• Exercise:
Rewrite the lines of the listing starting with the line containing "Detect adult cyclist in this photo." and going on through the end of the listing, with each bounding-box coordinate scaled by 1.2 and rounded to the nearest whole number, halves rounding up. Leave out the pictures.
--- START Task material ---
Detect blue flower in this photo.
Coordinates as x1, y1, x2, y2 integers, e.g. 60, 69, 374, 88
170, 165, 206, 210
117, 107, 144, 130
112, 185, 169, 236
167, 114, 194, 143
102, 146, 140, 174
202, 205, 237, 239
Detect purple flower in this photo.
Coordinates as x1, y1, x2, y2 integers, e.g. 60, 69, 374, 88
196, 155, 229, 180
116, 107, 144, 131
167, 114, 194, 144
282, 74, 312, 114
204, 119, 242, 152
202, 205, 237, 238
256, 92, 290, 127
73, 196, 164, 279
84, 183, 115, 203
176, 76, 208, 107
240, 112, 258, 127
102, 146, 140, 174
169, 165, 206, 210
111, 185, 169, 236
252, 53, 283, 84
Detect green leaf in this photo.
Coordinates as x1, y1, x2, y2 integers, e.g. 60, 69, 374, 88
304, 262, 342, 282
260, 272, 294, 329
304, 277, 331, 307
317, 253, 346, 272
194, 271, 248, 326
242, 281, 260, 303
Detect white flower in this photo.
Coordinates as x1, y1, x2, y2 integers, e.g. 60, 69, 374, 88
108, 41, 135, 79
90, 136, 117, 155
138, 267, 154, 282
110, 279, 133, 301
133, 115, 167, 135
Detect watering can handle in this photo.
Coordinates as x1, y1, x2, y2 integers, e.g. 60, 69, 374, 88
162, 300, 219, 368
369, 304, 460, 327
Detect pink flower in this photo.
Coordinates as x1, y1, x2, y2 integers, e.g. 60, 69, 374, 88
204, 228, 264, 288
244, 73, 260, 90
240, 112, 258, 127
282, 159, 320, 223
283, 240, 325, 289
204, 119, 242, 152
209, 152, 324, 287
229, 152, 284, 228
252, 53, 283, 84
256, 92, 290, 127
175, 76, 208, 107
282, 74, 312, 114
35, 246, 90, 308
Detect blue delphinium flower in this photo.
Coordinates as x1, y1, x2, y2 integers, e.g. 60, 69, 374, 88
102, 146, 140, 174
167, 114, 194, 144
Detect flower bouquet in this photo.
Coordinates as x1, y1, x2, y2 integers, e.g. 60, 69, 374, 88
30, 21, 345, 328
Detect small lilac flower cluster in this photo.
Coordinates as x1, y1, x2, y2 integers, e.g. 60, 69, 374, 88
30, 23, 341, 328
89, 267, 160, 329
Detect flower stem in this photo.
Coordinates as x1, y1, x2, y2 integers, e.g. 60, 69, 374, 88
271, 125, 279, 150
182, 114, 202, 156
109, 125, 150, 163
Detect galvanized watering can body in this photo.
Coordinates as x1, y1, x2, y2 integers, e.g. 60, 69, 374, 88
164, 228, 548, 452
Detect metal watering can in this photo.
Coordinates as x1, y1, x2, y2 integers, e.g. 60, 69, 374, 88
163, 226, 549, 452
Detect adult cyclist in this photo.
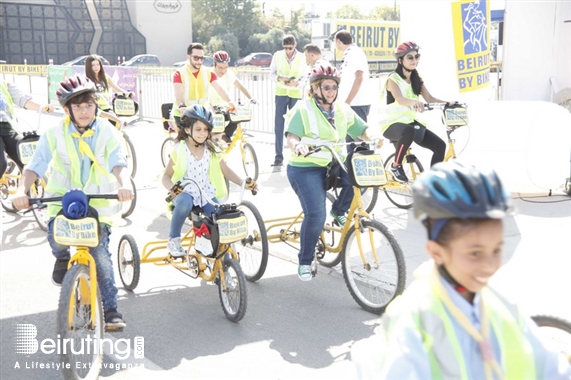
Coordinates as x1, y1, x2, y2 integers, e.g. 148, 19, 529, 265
208, 50, 256, 142
381, 41, 454, 182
--- END Task material ---
• Worked answer:
Detect adult cyclist in this photo.
Coordinates as x1, y1, x2, y2 integers, e.g. 148, 19, 529, 265
250, 60, 307, 170
457, 49, 545, 218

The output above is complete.